→ PROMPT
Rescale the listing below: reproduce every line, including the requests, but multiply each bounding-box coordinate in the answers by 0.3 and round it to a whole number, with halves rounded up. Leave the requests and their format samples unchanged, and omit the pictures from your output.

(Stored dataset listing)
=======
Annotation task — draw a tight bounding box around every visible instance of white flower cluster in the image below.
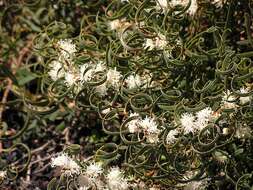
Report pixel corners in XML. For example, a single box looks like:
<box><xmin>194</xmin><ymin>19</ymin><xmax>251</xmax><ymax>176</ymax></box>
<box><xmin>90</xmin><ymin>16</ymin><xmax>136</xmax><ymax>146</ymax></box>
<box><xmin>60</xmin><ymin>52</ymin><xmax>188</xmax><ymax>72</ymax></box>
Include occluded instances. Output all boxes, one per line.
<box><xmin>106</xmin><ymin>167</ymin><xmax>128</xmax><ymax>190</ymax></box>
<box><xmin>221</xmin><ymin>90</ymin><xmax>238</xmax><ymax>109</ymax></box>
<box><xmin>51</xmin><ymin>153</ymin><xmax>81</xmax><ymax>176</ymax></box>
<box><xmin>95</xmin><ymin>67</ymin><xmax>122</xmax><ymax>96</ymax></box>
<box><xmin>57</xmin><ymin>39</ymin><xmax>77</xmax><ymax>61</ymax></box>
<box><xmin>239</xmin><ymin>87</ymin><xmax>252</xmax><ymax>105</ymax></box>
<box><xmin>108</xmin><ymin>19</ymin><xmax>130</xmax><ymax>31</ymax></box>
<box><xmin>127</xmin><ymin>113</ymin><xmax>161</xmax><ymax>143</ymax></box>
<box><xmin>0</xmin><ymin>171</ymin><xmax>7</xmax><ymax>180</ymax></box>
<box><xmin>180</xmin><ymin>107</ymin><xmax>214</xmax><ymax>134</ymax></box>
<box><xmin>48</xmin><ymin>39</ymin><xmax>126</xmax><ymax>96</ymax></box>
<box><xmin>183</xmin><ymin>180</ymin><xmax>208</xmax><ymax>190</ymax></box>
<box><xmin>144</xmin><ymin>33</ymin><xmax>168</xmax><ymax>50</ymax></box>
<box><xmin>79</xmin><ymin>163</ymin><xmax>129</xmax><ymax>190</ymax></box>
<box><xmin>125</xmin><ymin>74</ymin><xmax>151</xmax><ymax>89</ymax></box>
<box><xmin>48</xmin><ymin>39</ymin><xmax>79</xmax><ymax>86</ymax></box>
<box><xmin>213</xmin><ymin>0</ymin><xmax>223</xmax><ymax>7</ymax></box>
=======
→ EXPECTED ANSWER
Annotation task — draw a tight bounding box around every visible instance of white flower cluster in the image below.
Report pixel corners in XML. For example, a single box looks like:
<box><xmin>194</xmin><ymin>19</ymin><xmax>251</xmax><ymax>176</ymax></box>
<box><xmin>90</xmin><ymin>16</ymin><xmax>136</xmax><ymax>146</ymax></box>
<box><xmin>60</xmin><ymin>52</ymin><xmax>188</xmax><ymax>72</ymax></box>
Include occluded instances. Output all boxes, one per line.
<box><xmin>32</xmin><ymin>50</ymin><xmax>38</xmax><ymax>57</ymax></box>
<box><xmin>66</xmin><ymin>27</ymin><xmax>71</xmax><ymax>33</ymax></box>
<box><xmin>15</xmin><ymin>46</ymin><xmax>24</xmax><ymax>53</ymax></box>
<box><xmin>29</xmin><ymin>20</ymin><xmax>37</xmax><ymax>29</ymax></box>
<box><xmin>17</xmin><ymin>12</ymin><xmax>23</xmax><ymax>18</ymax></box>
<box><xmin>72</xmin><ymin>26</ymin><xmax>76</xmax><ymax>32</ymax></box>
<box><xmin>32</xmin><ymin>6</ymin><xmax>39</xmax><ymax>9</ymax></box>
<box><xmin>38</xmin><ymin>34</ymin><xmax>48</xmax><ymax>43</ymax></box>
<box><xmin>0</xmin><ymin>51</ymin><xmax>2</xmax><ymax>54</ymax></box>
<box><xmin>54</xmin><ymin>32</ymin><xmax>64</xmax><ymax>40</ymax></box>
<box><xmin>14</xmin><ymin>12</ymin><xmax>38</xmax><ymax>29</ymax></box>
<box><xmin>55</xmin><ymin>54</ymin><xmax>62</xmax><ymax>57</ymax></box>
<box><xmin>43</xmin><ymin>10</ymin><xmax>50</xmax><ymax>15</ymax></box>
<box><xmin>24</xmin><ymin>49</ymin><xmax>39</xmax><ymax>57</ymax></box>
<box><xmin>38</xmin><ymin>22</ymin><xmax>45</xmax><ymax>27</ymax></box>
<box><xmin>14</xmin><ymin>12</ymin><xmax>24</xmax><ymax>26</ymax></box>
<box><xmin>64</xmin><ymin>0</ymin><xmax>67</xmax><ymax>2</ymax></box>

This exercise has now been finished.